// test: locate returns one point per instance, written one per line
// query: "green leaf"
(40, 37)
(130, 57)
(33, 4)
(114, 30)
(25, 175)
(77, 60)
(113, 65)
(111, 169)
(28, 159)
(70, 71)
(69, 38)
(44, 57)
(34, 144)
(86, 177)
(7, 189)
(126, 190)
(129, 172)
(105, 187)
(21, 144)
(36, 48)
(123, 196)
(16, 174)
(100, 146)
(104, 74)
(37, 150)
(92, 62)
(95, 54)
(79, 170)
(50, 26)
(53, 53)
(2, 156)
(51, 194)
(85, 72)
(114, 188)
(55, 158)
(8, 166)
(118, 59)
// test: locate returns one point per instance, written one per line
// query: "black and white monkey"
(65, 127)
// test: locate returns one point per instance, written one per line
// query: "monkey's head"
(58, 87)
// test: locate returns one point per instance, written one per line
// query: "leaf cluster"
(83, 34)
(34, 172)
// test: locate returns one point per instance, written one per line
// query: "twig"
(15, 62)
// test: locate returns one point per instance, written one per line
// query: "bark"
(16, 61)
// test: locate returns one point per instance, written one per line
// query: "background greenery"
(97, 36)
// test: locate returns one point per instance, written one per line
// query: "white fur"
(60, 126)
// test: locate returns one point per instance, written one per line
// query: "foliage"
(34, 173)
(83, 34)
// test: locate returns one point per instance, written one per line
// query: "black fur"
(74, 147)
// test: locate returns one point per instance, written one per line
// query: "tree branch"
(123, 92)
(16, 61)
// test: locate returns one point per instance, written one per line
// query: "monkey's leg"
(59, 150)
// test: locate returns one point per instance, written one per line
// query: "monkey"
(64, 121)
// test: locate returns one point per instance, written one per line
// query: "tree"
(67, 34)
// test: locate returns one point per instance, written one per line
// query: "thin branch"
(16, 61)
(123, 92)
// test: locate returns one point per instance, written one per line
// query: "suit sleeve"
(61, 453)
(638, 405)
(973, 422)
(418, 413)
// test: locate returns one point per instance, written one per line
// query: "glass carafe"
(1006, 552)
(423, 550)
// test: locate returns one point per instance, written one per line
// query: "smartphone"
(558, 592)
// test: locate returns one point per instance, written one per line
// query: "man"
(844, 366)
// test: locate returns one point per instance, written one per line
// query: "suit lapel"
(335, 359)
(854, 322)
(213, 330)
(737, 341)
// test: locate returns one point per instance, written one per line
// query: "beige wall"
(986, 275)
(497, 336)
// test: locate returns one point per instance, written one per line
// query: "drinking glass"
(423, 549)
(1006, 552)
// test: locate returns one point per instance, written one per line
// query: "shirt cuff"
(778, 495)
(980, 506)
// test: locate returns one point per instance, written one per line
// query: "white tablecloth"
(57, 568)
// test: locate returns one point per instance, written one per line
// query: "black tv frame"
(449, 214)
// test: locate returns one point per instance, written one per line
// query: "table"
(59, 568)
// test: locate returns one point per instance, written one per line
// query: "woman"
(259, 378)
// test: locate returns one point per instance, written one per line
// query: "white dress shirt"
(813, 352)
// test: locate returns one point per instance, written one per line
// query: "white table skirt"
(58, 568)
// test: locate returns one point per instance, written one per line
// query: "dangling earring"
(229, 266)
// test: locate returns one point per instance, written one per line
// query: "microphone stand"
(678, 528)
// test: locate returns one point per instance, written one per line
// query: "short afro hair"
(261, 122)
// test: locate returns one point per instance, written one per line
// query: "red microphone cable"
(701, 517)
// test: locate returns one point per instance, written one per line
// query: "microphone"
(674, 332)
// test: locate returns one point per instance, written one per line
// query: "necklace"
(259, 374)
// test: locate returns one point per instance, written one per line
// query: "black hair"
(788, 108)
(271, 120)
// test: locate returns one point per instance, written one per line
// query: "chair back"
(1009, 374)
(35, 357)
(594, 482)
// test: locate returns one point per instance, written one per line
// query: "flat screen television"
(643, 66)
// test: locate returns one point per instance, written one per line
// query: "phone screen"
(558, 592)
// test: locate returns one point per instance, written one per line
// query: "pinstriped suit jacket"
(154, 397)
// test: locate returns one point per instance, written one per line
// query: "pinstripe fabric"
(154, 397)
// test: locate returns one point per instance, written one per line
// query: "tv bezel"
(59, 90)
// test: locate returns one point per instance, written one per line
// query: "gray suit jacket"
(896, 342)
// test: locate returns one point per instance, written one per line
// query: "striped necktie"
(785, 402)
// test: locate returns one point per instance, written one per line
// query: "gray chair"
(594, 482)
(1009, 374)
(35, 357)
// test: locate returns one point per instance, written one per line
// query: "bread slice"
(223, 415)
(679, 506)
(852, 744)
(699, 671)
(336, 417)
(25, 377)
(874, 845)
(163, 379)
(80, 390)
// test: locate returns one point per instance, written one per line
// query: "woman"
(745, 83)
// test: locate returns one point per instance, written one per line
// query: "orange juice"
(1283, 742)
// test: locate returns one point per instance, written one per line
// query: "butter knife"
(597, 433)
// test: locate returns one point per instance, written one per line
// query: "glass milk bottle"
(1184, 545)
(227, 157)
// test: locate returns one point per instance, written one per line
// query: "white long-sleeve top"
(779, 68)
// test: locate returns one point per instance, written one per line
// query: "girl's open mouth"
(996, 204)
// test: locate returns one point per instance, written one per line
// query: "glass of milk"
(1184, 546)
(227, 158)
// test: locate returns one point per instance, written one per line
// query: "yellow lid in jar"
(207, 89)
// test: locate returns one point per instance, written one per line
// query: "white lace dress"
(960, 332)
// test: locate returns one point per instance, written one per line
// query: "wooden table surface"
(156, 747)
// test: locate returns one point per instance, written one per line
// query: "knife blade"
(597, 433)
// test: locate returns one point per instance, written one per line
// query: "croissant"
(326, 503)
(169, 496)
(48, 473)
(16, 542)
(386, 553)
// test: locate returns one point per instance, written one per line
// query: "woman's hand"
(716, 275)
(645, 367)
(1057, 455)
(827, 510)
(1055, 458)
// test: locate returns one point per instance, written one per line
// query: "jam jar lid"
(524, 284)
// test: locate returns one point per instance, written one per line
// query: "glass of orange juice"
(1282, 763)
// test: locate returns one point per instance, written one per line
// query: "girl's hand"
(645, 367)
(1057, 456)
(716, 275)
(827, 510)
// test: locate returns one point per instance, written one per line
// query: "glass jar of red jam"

= = = =

(What the task requires) Send back all of the entries exactly, with nothing missing.

(Expected output)
// test: locate returns one point per instance, written one per line
// query: "green leaf"
(40, 37)
(130, 57)
(33, 4)
(114, 30)
(25, 175)
(77, 60)
(113, 65)
(111, 169)
(28, 159)
(70, 71)
(69, 38)
(44, 57)
(34, 144)
(86, 177)
(7, 189)
(126, 190)
(129, 172)
(105, 187)
(21, 144)
(36, 48)
(123, 196)
(16, 174)
(100, 146)
(104, 74)
(37, 150)
(92, 62)
(95, 54)
(79, 170)
(50, 26)
(53, 53)
(2, 156)
(51, 194)
(85, 72)
(114, 188)
(55, 158)
(8, 166)
(118, 59)
// test: locate returns one point per instance, written one per line
// query: "black and white monkey"
(65, 127)
// test: locate returns one point per instance, written one per line
// query: "monkey's head"
(58, 87)
// test: locate returns one point per instance, written one per line
// query: "leaf cluster"
(83, 34)
(34, 172)
// test: locate returns one point per instance, written one per line
// query: "twig"
(15, 62)
// test: locate returns one point per instance, written one per line
// query: "bark"
(16, 61)
// test: locate returns one point per instance, written one per line
// query: "background greenery"
(97, 36)
// test: locate returns one point per instance, written one per line
// query: "white fur"
(60, 126)
// test: locate returns one point per instance, written one per line
// query: "foliage"
(34, 173)
(83, 34)
// test: locate returns one point per instance, written one per line
// query: "black fur"
(74, 147)
// test: locate returns one point per instance, written one per line
// query: "tree branch"
(123, 92)
(16, 61)
// test: locate returns one point per instance, written one per line
// query: "monkey's leg"
(59, 150)
// test: locate returns one point per instance, written one per line
// query: "monkey"
(64, 121)
// test: locate returns one point per instance, written one per line
// query: "tree"
(67, 34)
// test: locate returns one point per instance, written one per line
// query: "thin branch"
(16, 61)
(123, 92)
// test: locate returns one point per instance, written one per line
// query: "suit sleeve"
(61, 453)
(638, 405)
(973, 422)
(418, 413)
// test: locate returns one point per instance, written one per line
// query: "glass carafe"
(1006, 552)
(423, 550)
// test: locate returns one point per instance, written one per line
// query: "smartphone"
(558, 592)
// test: locate returns one point per instance, written one per line
// query: "man"
(844, 366)
// test: locate returns one point per instance, written one per line
// query: "suit lapel"
(335, 359)
(854, 322)
(213, 330)
(737, 341)
// test: locate returns one point per instance, written one per line
// query: "beige wall"
(986, 275)
(497, 336)
// test: locate returns one point per instance, written one per line
// query: "drinking glass"
(423, 549)
(1006, 552)
// test: locate returns one point per instance, written one per line
// query: "shirt cuff"
(778, 495)
(980, 506)
// test: locate returns one point per instance, written one per line
// query: "white tablecloth"
(57, 568)
// test: locate returns one point per instance, written one per line
// query: "black tv frame"
(449, 214)
// test: locate returns one point per instance, written one per line
// query: "table"
(59, 568)
// test: locate returns one point per instance, written one per line
// query: "woman"
(259, 378)
// test: locate returns one point per instance, written one per line
// query: "white dress shirt"
(813, 352)
// test: locate returns one point per instance, written one per line
// query: "white table skirt"
(58, 568)
// test: locate returns one point per instance, written one per line
// query: "dangling earring"
(229, 266)
// test: locate returns one point per instance, written one per line
// query: "microphone stand"
(678, 528)
// test: locate returns one point per instance, written one per line
// query: "short afro hair"
(261, 122)
// test: locate returns one point per instance, written one per line
// query: "red microphone cable"
(701, 517)
// test: locate returns one point per instance, written one per line
// query: "microphone"
(674, 332)
// test: locate returns one point per instance, written one per line
// query: "necklace"
(259, 374)
// test: locate returns one point per instance, written one per line
// query: "black hair"
(788, 108)
(271, 120)
// test: locate returns one point per instance, written one per line
// query: "chair back"
(1009, 374)
(35, 357)
(594, 482)
// test: locate returns one point per instance, written one per line
// query: "flat screen television"
(643, 66)
// test: locate returns one point per instance, written one per line
// query: "phone screen"
(558, 592)
// test: locate returns one point per instance, written one per line
// query: "pinstriped suit jacket"
(154, 397)
// test: locate returns one point per instance, written one per line
// query: "pinstripe fabric"
(154, 397)
// test: locate returns one point per instance, written one per line
// query: "tv bezel"
(59, 90)
// test: locate returns one point per instance, written one per line
// query: "gray suit jacket"
(896, 342)
// test: locate returns one point per instance, written one per line
// query: "striped necktie"
(785, 402)
// test: locate returns one point per instance, written one per line
// query: "gray chair"
(594, 482)
(1009, 374)
(35, 357)
// test: locate returns one point per instance, written one per line
// query: "bread slice"
(223, 415)
(679, 506)
(852, 744)
(699, 671)
(336, 417)
(25, 377)
(874, 845)
(163, 379)
(80, 390)
// test: locate returns one point per instance, written one per line
// query: "woman"
(745, 83)
// test: locate returns one point per instance, written one per line
// query: "orange juice"
(1283, 742)
// test: locate returns one point per instance, written one per line
// query: "butter knife"
(597, 433)
// test: locate returns one point per instance, written one per line
// query: "glass milk bottle"
(1184, 545)
(227, 157)
// test: locate returns one point per instance, written one per line
// query: "white long-sleeve top"
(779, 68)
// test: locate returns one point per instance, written one per line
// query: "girl's open mouth"
(996, 204)
// test: locate returns one point per instance, written one per line
// query: "glass of milk"
(1184, 546)
(227, 158)
// test: locate returns one point per instance, written one per line
// query: "yellow lid in jar"
(207, 89)
// test: locate returns one point per instance, written one per line
// query: "white lace dress"
(960, 332)
// test: locate returns one point per instance, written one per line
// query: "wooden table surface"
(156, 747)
// test: locate returns one point per instance, written one per line
// query: "knife blade"
(597, 433)
// test: locate returns one point per instance, written one per line
// query: "croissant"
(326, 503)
(169, 496)
(48, 473)
(16, 542)
(386, 553)
// test: locate returns one point per instance, written one per line
// query: "woman's hand"
(716, 275)
(645, 367)
(1057, 455)
(827, 510)
(1055, 458)
// test: locate returns one point per instance, written one per line
// query: "jam jar lid"
(524, 284)
// test: locate returns one point per instance, written one per line
// query: "glass of orange juice"
(1282, 763)
// test: locate returns one point per instance, written one per line
// query: "girl's hand"
(645, 367)
(1057, 456)
(716, 275)
(827, 510)
// test: locate returns one point per instance, written one per line
// query: "glass jar of red jam"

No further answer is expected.